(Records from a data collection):
____________________
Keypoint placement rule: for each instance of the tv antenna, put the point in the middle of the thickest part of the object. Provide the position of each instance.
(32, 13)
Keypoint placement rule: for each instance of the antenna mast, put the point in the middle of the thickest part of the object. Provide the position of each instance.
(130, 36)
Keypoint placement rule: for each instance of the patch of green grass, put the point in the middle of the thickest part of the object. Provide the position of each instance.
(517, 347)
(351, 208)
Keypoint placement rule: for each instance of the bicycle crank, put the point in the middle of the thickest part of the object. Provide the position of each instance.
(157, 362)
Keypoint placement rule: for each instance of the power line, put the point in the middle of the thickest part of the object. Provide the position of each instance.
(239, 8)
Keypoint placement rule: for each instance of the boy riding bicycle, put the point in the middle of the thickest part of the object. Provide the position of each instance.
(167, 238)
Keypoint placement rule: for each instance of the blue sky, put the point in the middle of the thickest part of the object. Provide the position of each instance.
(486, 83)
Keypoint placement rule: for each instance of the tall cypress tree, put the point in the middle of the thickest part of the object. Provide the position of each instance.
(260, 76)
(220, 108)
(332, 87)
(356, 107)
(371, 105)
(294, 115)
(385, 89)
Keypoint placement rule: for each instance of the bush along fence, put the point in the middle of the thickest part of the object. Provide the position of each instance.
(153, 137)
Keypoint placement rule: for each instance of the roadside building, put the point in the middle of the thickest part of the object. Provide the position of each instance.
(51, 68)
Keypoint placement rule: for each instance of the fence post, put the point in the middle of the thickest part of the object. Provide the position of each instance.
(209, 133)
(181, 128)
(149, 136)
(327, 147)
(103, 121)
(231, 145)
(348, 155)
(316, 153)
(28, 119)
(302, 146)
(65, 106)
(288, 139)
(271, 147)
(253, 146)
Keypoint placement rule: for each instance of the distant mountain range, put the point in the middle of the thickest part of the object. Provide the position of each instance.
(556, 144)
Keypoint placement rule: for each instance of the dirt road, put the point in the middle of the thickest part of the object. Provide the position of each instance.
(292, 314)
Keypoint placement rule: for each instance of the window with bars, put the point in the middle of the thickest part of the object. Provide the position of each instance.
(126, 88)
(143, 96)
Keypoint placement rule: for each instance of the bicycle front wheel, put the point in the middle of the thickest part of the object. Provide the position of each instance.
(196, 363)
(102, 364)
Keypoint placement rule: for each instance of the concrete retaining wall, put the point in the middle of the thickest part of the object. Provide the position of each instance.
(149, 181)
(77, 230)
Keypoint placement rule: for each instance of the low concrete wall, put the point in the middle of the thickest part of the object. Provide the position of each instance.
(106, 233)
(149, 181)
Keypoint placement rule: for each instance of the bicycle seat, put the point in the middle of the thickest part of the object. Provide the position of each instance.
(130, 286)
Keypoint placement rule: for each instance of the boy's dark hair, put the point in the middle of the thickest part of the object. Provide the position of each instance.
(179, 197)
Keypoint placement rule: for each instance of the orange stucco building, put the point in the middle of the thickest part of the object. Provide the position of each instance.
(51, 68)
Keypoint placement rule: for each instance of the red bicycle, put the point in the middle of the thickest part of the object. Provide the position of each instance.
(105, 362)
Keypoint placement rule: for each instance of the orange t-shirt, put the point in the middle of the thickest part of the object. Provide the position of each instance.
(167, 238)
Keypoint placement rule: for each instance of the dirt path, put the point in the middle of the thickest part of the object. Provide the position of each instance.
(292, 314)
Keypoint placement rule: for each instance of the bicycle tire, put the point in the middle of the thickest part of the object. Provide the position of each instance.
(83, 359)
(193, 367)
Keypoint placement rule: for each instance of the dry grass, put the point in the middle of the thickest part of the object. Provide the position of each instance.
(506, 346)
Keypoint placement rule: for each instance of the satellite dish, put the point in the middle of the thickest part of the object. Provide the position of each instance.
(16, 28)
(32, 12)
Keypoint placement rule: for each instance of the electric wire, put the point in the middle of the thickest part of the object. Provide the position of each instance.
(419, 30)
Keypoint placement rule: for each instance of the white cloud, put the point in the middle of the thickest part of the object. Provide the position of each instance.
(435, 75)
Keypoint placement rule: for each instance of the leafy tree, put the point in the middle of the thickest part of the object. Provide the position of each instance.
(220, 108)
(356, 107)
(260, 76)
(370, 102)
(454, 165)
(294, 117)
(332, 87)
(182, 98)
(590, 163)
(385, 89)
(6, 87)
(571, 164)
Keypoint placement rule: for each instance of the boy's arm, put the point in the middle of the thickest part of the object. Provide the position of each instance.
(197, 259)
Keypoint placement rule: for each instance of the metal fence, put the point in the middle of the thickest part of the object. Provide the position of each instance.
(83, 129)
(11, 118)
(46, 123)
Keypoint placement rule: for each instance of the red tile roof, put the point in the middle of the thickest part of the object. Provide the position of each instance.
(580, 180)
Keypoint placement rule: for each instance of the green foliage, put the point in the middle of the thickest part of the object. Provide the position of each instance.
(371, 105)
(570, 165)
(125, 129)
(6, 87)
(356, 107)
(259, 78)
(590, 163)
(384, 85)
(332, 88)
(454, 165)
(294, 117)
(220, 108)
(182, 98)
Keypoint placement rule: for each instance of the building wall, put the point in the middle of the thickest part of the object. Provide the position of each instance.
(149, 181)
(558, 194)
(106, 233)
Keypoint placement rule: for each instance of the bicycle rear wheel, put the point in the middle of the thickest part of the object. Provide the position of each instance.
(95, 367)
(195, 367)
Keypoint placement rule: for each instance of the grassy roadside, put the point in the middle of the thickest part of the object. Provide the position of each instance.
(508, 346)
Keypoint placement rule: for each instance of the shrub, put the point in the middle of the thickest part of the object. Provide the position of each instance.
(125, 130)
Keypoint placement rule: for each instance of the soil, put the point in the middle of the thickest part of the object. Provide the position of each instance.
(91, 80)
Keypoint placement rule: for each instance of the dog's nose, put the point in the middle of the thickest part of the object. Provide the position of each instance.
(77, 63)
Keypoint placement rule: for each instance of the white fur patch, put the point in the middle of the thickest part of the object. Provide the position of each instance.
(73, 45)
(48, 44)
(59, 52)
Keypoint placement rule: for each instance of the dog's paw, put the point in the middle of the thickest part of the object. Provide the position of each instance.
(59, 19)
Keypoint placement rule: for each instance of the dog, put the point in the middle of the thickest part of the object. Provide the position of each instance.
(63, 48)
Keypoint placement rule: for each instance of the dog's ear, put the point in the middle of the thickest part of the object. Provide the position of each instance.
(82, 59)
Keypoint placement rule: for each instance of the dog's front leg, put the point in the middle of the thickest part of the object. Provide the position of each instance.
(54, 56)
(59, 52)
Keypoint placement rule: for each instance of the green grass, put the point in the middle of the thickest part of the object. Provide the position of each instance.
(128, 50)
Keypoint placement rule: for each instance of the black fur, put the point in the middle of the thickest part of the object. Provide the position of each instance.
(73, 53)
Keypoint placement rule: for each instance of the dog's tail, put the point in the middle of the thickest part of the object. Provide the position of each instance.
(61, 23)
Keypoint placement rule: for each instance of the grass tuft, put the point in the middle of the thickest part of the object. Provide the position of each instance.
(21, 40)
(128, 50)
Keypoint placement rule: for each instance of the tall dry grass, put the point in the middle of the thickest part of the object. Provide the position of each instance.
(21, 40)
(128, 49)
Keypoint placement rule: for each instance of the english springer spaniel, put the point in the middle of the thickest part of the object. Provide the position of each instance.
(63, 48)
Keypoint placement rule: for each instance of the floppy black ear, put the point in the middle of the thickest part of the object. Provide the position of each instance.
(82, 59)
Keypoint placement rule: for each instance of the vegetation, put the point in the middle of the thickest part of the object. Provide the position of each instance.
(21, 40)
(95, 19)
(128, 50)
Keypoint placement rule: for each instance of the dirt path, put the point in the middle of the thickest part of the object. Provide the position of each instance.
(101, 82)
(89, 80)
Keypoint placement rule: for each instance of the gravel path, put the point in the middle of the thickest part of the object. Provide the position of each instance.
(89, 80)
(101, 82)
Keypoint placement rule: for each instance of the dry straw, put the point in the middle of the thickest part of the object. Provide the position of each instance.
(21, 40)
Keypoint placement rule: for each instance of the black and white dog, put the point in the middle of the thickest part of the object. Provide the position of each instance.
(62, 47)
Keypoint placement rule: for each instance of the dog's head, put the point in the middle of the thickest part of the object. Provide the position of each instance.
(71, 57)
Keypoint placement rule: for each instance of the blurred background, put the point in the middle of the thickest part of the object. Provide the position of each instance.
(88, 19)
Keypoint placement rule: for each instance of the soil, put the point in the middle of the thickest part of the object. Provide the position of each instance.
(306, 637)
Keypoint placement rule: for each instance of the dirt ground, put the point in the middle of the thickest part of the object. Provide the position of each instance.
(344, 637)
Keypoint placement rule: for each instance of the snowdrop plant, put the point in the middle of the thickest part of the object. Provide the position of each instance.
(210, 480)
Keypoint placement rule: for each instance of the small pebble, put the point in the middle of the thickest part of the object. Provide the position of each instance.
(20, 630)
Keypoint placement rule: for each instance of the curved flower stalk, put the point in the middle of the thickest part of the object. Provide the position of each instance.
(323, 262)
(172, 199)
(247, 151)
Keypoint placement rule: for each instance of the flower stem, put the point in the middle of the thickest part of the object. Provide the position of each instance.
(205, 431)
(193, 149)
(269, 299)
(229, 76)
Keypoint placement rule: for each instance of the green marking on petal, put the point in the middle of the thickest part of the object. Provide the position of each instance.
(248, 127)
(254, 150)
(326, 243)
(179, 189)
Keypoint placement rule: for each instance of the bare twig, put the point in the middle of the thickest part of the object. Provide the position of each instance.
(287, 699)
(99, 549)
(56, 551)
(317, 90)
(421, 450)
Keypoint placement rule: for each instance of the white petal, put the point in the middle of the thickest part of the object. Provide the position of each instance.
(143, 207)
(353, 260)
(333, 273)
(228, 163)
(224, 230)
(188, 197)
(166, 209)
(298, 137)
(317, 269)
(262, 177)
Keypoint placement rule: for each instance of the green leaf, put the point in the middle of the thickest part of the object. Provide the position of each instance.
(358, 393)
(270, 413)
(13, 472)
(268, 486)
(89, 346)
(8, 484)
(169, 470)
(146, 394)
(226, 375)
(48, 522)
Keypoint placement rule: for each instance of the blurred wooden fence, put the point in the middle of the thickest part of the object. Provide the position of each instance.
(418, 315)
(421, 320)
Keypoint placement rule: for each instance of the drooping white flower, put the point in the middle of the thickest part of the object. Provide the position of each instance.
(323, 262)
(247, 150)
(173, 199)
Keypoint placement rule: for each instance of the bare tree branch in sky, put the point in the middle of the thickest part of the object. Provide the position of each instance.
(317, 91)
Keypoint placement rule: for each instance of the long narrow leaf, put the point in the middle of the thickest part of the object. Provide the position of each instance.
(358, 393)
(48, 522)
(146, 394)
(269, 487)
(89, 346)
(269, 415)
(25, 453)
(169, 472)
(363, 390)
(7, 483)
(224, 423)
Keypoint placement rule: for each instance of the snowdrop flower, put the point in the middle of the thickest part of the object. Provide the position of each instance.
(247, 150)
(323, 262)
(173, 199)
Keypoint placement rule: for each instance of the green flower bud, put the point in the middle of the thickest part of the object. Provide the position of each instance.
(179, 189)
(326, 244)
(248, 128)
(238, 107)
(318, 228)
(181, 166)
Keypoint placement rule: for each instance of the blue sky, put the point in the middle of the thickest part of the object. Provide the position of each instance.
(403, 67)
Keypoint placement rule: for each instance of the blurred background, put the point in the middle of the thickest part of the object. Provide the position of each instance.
____________________
(Stated exercise):
Give back, exactly as written, the lines from the one with "Keypoint placement rule: for each instance of the green flower" to the last line.

(Solution for this exercise):
Keypoint placement rule: for each instance of the green flower bud, put the point in the middle of the thickest part of the object. Provide the position of each instance.
(179, 189)
(326, 244)
(248, 128)
(238, 107)
(318, 228)
(181, 166)
Keypoint placement rule: for each instance of the blue sky, put the point in the middle of the thickest part of the object. Provide the position of each instance.
(403, 67)
Keypoint placement rule: for each instance of the blurred background, put the point in the middle of the thickest part of the object. Provide the position of each instance.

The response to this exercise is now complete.